■ **WHAT THE EXERCISE ASKS**
Copy out the entries from the line with "Pin the wooden shrine" through the end of the entries, changing "yellow jacket" to "yellow raincoat" and leaving everything else the same.

/---

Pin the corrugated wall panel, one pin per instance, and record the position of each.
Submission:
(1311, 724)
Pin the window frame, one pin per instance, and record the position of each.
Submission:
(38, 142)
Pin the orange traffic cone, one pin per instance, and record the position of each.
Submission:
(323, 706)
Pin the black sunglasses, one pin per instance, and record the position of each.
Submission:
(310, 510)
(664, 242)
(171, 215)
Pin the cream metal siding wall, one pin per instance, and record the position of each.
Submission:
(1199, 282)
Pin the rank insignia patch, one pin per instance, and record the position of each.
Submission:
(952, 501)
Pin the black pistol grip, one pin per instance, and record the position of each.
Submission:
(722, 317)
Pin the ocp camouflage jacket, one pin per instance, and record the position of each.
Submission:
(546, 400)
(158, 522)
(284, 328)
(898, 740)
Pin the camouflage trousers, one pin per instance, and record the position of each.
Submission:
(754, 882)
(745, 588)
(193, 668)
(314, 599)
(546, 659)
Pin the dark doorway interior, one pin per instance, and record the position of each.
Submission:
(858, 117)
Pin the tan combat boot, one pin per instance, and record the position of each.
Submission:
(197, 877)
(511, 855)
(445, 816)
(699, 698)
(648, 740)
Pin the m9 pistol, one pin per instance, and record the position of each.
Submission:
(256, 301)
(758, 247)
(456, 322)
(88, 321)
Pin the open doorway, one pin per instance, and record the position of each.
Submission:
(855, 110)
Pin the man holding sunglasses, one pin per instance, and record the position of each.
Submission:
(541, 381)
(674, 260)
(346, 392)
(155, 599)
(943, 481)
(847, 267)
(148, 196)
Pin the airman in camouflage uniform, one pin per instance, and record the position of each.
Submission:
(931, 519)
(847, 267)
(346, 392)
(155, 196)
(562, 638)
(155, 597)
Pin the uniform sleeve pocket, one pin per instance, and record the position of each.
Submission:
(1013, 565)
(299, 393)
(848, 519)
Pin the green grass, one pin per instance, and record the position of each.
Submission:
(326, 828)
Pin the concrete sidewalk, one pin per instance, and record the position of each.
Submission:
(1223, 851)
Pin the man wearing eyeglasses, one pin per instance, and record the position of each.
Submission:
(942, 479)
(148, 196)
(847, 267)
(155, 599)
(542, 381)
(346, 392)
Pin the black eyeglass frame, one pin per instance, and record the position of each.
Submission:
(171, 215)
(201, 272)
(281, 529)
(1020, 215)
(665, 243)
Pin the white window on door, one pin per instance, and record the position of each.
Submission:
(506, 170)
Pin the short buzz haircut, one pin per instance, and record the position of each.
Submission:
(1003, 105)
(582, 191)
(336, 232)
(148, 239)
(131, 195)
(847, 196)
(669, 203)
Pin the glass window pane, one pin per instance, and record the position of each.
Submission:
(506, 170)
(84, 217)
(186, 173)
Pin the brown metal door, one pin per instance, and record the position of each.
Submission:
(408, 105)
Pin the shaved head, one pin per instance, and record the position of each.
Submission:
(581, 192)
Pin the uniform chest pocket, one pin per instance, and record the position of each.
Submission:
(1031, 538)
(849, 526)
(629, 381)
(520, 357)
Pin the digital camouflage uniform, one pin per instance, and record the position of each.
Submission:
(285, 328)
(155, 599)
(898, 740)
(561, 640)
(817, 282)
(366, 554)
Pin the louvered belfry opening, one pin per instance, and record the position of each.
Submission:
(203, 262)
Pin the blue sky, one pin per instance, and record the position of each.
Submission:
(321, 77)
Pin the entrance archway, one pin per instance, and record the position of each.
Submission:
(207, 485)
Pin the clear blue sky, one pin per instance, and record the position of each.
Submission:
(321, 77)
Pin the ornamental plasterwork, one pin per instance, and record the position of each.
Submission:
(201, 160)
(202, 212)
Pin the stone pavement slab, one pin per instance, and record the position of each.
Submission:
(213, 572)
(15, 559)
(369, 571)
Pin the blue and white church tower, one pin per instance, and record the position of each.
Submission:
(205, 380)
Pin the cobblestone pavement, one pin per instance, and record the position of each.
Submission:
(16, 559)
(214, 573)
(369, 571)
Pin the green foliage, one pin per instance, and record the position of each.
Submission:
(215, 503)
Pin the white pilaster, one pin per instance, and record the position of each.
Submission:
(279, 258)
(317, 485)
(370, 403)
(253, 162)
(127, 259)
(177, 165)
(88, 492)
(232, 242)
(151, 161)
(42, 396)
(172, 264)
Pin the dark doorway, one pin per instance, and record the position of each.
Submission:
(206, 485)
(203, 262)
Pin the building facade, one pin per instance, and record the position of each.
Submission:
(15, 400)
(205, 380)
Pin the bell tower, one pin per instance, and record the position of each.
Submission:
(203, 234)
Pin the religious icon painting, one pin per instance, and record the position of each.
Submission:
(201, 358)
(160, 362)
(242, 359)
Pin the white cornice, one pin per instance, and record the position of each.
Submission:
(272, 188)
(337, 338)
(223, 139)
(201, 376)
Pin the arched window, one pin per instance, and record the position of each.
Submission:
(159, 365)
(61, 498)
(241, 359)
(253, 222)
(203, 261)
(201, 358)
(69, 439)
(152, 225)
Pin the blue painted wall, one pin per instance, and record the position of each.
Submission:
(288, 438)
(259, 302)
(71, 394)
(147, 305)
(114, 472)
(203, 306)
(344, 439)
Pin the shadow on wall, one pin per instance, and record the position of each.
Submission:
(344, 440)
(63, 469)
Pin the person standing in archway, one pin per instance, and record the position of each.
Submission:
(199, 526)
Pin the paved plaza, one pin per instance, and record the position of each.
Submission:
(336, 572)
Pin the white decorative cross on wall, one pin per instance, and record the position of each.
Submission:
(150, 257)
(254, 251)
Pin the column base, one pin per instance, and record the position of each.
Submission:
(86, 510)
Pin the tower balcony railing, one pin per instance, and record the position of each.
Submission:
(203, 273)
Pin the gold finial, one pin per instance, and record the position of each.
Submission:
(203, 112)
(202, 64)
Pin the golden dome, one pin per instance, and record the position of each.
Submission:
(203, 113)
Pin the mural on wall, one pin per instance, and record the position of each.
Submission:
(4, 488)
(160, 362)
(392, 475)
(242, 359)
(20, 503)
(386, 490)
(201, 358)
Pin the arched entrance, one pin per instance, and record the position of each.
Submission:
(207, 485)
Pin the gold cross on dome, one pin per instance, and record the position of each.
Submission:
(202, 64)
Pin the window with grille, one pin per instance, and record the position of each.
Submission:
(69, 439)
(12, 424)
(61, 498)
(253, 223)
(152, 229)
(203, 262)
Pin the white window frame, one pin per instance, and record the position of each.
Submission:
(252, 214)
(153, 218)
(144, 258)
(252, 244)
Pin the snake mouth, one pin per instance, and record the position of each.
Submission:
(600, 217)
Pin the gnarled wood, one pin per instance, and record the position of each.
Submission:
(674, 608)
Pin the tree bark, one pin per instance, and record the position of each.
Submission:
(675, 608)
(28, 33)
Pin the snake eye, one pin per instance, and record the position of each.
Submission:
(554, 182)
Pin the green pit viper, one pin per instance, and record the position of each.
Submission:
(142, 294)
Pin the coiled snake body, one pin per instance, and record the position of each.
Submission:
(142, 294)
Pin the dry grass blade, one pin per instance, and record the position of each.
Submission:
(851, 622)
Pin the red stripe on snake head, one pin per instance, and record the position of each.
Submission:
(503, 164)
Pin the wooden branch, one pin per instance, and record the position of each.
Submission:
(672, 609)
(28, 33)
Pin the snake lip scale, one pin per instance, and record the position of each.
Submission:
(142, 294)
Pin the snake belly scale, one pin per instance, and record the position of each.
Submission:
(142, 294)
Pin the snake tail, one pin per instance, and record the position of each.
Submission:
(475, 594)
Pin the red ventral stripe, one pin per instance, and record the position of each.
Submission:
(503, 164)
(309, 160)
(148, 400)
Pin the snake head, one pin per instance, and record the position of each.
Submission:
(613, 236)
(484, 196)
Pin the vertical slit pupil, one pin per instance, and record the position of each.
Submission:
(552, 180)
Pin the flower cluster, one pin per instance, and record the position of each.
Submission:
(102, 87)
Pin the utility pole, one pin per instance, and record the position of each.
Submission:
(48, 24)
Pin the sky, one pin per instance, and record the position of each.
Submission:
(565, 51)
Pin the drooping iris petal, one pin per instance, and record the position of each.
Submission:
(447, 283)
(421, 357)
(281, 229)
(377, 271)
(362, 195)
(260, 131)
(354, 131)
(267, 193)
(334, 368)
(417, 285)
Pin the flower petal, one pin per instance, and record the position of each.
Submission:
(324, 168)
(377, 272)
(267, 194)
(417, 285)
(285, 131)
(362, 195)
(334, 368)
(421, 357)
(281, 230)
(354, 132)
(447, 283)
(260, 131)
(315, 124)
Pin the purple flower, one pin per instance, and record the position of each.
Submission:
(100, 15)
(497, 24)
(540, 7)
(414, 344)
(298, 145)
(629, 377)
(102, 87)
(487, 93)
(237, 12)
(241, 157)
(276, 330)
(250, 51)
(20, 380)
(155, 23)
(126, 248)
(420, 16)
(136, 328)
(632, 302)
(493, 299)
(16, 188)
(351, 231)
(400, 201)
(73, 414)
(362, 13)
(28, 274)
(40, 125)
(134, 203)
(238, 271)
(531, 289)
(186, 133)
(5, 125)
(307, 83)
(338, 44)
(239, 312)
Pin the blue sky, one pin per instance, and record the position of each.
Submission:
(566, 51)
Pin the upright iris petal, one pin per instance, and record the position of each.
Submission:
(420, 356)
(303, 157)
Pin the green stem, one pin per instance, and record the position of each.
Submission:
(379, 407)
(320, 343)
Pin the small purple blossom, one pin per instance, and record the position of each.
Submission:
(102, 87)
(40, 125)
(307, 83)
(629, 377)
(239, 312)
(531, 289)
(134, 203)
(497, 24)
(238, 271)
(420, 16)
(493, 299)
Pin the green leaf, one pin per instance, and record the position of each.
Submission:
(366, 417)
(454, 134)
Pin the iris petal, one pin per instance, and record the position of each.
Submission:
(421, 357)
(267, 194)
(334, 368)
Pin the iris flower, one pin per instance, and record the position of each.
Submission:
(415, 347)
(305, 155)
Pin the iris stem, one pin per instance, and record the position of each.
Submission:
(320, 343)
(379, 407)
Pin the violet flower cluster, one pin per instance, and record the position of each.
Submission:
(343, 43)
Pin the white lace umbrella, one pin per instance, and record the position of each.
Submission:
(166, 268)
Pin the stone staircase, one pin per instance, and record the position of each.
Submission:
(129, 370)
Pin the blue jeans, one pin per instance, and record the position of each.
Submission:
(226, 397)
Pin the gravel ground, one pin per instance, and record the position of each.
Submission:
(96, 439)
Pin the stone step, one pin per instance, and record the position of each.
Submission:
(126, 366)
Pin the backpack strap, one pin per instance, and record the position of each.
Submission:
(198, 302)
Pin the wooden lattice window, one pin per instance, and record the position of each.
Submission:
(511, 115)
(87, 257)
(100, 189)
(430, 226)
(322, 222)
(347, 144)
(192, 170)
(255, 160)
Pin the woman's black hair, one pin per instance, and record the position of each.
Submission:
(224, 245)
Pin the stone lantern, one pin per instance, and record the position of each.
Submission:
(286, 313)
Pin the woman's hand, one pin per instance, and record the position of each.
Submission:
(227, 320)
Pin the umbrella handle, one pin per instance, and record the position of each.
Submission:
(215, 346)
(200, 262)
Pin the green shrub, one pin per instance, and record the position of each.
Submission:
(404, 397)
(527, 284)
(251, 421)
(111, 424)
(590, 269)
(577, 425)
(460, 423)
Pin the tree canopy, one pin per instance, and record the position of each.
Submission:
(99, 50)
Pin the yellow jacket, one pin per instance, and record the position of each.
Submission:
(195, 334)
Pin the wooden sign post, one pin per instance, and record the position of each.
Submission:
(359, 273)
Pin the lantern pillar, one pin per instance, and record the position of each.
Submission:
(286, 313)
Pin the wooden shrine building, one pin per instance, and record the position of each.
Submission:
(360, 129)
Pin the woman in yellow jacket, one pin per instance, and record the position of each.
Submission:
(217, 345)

\---

■ **TASK ANSWER**
Pin the wooden shrine building, one pin per instance, and record the position of each.
Submission:
(360, 129)
Pin the woman in yellow raincoat, one pin per instance, and record the position of each.
Submission:
(217, 345)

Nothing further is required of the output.